▶ _WORK REQUIRED_
Filter the entries, keeping every line with the word "desk".

▶ _Dataset entries_
━━━━━━━━━━━━━━━━━━━━

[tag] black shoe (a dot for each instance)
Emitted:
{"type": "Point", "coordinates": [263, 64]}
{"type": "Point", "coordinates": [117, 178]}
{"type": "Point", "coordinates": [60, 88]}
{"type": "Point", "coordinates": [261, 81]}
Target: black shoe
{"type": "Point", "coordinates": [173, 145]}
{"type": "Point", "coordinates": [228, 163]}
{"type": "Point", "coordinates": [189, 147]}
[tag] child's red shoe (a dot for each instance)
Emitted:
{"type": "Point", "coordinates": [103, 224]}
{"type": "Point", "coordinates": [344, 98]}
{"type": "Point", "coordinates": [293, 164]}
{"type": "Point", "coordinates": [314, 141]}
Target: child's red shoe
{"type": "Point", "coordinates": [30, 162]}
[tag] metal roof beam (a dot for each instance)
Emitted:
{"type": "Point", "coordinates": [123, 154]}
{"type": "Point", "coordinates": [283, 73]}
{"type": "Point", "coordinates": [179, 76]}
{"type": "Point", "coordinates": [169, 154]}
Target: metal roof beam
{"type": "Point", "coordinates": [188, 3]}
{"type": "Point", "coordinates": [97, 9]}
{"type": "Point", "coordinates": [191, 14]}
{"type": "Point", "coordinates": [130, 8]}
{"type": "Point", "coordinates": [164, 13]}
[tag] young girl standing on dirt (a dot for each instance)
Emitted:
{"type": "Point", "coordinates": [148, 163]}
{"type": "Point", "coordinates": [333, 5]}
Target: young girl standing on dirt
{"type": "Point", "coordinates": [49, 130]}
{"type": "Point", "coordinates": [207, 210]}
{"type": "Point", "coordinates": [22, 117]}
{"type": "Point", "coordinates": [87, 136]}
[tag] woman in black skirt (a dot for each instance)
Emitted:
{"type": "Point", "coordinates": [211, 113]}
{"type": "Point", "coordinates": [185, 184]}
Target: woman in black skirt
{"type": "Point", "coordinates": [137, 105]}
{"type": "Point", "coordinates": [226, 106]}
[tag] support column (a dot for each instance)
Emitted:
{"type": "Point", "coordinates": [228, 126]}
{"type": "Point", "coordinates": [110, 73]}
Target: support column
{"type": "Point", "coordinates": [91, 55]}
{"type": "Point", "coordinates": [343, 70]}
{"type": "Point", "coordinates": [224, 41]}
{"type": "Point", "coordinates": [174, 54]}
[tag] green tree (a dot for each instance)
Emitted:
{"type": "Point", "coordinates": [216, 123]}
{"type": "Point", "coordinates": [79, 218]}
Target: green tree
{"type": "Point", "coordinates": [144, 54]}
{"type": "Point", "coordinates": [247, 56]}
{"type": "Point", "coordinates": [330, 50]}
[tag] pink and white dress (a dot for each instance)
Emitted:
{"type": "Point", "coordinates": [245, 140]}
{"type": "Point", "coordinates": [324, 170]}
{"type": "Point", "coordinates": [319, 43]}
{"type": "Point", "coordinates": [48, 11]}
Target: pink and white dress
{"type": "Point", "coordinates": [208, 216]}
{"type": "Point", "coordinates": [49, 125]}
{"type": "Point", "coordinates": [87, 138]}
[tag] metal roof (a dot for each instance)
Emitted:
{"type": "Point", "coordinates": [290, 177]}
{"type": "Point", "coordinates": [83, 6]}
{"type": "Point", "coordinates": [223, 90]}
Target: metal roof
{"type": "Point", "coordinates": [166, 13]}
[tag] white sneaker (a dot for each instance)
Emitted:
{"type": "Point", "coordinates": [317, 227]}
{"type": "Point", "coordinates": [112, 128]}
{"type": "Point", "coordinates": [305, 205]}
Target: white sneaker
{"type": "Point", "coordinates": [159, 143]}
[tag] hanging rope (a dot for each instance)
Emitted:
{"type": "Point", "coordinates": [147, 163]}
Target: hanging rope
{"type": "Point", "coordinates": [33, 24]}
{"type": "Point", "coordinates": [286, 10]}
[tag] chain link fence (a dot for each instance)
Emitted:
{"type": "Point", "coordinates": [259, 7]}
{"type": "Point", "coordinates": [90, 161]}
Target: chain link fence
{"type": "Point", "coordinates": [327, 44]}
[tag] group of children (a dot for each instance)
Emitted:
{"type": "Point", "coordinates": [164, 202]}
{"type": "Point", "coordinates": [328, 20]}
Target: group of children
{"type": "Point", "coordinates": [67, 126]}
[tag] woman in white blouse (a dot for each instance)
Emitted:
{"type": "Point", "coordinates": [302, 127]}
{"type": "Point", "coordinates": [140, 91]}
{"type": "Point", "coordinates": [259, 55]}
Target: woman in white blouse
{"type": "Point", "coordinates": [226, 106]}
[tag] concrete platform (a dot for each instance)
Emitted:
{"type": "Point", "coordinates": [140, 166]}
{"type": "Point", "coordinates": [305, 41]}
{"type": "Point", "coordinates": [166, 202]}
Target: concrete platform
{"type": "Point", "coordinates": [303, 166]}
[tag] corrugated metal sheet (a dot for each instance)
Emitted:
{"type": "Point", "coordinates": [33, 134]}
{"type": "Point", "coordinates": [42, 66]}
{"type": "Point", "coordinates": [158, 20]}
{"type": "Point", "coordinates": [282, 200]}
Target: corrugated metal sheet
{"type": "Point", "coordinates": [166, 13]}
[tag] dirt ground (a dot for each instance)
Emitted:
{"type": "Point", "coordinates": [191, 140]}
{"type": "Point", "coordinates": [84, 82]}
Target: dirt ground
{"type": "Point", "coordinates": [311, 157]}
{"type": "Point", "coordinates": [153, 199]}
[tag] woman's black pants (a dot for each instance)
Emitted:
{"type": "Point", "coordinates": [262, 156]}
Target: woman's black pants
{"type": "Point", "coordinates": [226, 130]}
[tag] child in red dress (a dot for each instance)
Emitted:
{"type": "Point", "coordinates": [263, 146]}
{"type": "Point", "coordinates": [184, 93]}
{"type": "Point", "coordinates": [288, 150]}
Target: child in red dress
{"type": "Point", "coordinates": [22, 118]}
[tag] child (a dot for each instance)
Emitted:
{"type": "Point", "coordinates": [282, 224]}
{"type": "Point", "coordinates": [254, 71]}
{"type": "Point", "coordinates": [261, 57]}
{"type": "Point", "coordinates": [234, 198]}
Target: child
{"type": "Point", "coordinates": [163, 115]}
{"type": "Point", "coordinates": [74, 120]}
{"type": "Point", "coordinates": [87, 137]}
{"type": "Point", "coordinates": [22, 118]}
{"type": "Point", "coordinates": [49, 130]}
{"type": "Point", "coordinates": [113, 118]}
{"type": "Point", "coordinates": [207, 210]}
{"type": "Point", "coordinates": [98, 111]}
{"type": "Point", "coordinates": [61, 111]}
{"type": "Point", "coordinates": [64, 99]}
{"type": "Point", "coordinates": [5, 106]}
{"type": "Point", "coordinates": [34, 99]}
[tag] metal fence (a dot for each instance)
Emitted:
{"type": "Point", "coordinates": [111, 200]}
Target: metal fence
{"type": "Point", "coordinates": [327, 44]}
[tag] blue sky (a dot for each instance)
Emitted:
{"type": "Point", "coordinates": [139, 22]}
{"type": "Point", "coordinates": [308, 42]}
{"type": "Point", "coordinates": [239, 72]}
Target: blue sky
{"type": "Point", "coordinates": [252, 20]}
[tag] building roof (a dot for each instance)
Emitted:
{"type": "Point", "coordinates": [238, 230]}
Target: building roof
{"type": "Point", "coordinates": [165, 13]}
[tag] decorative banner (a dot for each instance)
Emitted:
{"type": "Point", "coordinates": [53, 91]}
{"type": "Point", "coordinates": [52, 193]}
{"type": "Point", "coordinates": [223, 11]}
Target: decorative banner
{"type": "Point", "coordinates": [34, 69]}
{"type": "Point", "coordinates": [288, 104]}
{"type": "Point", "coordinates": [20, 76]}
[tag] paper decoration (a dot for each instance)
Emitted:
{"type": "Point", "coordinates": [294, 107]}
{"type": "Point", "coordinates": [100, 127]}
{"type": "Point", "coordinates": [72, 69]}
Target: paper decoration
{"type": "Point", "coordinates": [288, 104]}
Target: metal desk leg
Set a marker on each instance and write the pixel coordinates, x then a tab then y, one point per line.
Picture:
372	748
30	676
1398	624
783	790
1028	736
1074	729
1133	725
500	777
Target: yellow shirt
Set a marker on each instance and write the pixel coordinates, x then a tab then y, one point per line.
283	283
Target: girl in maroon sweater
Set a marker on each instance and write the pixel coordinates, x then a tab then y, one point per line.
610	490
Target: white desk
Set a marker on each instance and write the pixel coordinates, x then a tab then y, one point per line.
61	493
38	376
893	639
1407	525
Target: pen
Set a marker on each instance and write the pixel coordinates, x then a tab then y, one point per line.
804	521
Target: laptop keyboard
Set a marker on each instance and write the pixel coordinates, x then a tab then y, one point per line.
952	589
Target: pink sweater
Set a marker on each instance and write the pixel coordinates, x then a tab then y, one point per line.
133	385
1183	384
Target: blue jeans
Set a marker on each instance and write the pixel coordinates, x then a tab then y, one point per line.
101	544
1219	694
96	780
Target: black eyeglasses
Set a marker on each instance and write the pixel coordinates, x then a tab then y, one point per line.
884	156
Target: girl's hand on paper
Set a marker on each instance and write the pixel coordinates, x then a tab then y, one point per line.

━━━━━━━━━━━━━━━━━━━━

▶ _PROBLEM SOLUTION_
Target: metal desk leg
Target: white desk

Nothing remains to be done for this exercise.